▸ **RECORDS TO PROCESS**
▶

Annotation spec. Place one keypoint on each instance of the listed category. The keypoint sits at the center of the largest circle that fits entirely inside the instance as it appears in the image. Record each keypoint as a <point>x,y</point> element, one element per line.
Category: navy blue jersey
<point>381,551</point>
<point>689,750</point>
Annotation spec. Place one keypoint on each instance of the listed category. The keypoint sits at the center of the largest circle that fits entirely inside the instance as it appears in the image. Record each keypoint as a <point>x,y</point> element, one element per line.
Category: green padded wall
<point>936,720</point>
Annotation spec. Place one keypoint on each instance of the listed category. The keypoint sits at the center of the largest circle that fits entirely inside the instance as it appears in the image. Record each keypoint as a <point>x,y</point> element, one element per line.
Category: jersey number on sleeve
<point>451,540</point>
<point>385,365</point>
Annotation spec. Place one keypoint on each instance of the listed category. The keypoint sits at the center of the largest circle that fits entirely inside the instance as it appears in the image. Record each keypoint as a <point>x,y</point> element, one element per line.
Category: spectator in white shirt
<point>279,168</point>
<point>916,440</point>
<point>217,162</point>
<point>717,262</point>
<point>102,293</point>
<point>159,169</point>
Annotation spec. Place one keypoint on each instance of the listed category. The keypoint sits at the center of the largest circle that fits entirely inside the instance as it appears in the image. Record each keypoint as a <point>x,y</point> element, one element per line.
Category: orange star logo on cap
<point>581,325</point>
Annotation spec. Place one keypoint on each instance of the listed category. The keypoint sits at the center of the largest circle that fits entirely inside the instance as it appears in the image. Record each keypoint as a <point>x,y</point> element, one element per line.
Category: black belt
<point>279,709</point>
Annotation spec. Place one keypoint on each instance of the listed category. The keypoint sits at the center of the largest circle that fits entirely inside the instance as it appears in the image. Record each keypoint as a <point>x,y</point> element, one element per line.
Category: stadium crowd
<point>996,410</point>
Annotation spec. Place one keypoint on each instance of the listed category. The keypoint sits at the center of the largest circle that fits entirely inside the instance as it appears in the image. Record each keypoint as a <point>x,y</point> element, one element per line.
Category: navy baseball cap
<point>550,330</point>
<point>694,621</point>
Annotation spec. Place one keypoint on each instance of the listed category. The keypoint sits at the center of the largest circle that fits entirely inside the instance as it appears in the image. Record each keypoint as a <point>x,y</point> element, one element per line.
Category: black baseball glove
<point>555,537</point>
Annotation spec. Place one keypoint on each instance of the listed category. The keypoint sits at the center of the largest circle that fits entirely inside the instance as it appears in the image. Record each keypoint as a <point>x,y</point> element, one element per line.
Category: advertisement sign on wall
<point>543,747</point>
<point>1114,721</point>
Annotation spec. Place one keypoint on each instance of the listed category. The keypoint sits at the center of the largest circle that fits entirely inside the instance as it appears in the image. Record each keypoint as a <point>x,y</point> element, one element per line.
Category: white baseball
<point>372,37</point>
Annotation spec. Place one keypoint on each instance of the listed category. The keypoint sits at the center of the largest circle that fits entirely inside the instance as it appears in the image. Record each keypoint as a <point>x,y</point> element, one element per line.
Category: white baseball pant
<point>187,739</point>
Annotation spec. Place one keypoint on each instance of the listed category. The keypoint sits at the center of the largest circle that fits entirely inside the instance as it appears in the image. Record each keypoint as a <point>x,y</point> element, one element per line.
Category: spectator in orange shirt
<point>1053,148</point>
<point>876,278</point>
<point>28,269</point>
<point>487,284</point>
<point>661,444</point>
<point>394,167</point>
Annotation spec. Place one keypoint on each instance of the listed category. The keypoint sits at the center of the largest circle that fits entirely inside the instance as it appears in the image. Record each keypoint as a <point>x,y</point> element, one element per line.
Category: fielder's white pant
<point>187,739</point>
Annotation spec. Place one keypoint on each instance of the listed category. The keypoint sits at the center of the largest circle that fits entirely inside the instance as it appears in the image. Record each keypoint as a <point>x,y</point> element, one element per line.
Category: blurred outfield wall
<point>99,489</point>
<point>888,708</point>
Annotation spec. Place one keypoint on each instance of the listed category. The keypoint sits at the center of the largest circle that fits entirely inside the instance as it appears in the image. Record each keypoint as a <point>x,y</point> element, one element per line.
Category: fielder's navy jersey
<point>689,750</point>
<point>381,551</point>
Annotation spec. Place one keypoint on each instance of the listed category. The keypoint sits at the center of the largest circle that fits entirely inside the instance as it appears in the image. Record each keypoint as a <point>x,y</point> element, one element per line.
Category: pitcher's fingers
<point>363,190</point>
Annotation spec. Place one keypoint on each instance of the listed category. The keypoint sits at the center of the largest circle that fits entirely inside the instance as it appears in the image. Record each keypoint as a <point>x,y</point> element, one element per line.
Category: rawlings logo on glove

◀

▸ **EXERCISE REQUIREMENTS**
All of the data should be retyped exactly.

▸ **RESULT OF THIS TASK**
Annotation spec. Place one keypoint on each instance of the listed category. The keypoint sits at the center of the largest circle that fits entirely inside the instance as it appears in the image. Record each keypoint as a <point>x,y</point> element, one element per line.
Category: navy blue jersey
<point>381,551</point>
<point>689,750</point>
Annotation spec. Place one keypoint on each instance of the listed category. The keypoint sits at the center of the largest circle that fits entirely inside the instance as it appears in the image. Record each keypoint as a <point>x,y</point> element, one element per line.
Category: green padded wall
<point>936,720</point>
Annotation spec. Place one keypoint on each instance of the listed category. The keypoint sits at the center of the largest circle that fits entirely inside the instance as it appears in the image. Record each keypoint as a <point>x,y</point> element, one element per line.
Category: jersey number on sleeve
<point>451,540</point>
<point>385,365</point>
Annotation spec. Place one keypoint on each instance of the listed category. The keypoint sits at the center of the largest circle that fits entirely inside the instance as it appears in the image. Record each keypoint as a <point>x,y</point> element, one element per line.
Category: spectator in white shirt
<point>279,168</point>
<point>916,440</point>
<point>217,162</point>
<point>717,262</point>
<point>102,293</point>
<point>159,169</point>
Annotation spec. Place one keypoint on each instance of the listed category. The keypoint sits at the center of the largest circle that fits entirely inside the instance as it appears in the image. Record each keypoint as a <point>x,y</point> element, one element per line.
Category: orange star logo on cap
<point>581,325</point>
Annotation spec. Place one keypoint on each instance of the listed category. The keypoint sits at the center of the largest circle that fits entirely inside the instance as it appears in the image. Record each keypoint as a <point>x,y</point> element, one element per line.
Category: black belt
<point>279,709</point>
Annotation spec. Place one keypoint on each instance of the listed category. The keypoint sits at the center of the largest circle that fits entirely inside the instance as it appears in the image. Record each keypoint as a <point>x,y</point> element, one element per line.
Category: stadium crowd
<point>996,410</point>
Annotation spec. Place one keypoint on each instance of the listed category. The keypoint sits at the center of the largest circle that fits entirely inside the instance as it appears in the image. Record each keypoint as a <point>x,y</point> element, one element per line.
Category: navy baseball cap
<point>550,330</point>
<point>694,621</point>
Annotation spec. Place one keypoint on each instance of the listed category. The keypoint sits at the center of the largest circle that fits entirely inside the instance as it appears in the image. Record each keypoint as a <point>x,y</point> element, one element per line.
Category: black baseball glove
<point>555,537</point>
Annotation spec. Place one keypoint on each instance of the listed category. The keypoint sits at the center of the largest circle that fits entirely inside the instance as it appears in the image. Record each keypoint as a <point>x,y</point> element, one element per line.
Category: advertisement sign on wall
<point>543,747</point>
<point>1114,721</point>
Annotation spec. Place one keypoint on each instance of the listed category. The keypoint sits at the center of the largest circle that fits entirely inside the instance as it appears in the image. Record each keypoint as a <point>x,y</point> element, one element per line.
Category: white baseball
<point>372,37</point>
Annotation spec. Place one keypoint on each instance of the listed category. The keypoint sits at the center of the largest circle that fits entirely inside the instance as it appears in the image. Record each keypoint as a <point>x,y</point> element, one element per line.
Category: white baseball pant
<point>187,739</point>
Annotation spec. Place one keypoint on each instance of the listed category. The keypoint sits at the center of the largest circle that fits entirely inside the instance as it appears in the image. Record each keypoint as a <point>x,y</point> element, one element per line.
Category: spectator in orange shirt
<point>1053,148</point>
<point>876,278</point>
<point>28,269</point>
<point>487,284</point>
<point>661,444</point>
<point>394,167</point>
Annotation spec. Place one keypoint on each instance of the listed category. The keypoint sits at the center of the largest circle that fits entirely inside the instance as it appears in the image. Record each keypoint as a <point>x,y</point> element, one element per line.
Category: fielder's white pant
<point>187,739</point>
Annotation spec. Place one keypoint on each instance of the listed category. The keypoint sits at the center of the largest circle that fits entirely inside the instance as it appears in the image. Record each keypoint as a <point>x,y</point> element, one element per line.
Category: blurred outfield wall
<point>99,489</point>
<point>888,708</point>
Annotation spec. Place one keypoint on each instance of the listed category. The keypoint sits at the center of the largest circle that fits entirely inside the instance as it appears in the image. Record each keypoint as a <point>x,y</point> element, one element per line.
Category: fielder's navy jersey
<point>689,750</point>
<point>381,551</point>
Annotation spec. Place one keypoint on each instance of the listed category. The keypoint sits at the center of the largest circle that fits entirely inside the instance as it appears in the image. Record each keypoint as a <point>x,y</point> element, one element per line.
Category: pitcher's fingers
<point>363,190</point>
Annotation spec. Place one keypoint on each instance of the listed category. The keypoint sits at the center of the largest circle that fits entirely inside the instance as it appears in the image. Record each keypoint as a <point>x,y</point> element, one element per line.
Category: rawlings logo on glove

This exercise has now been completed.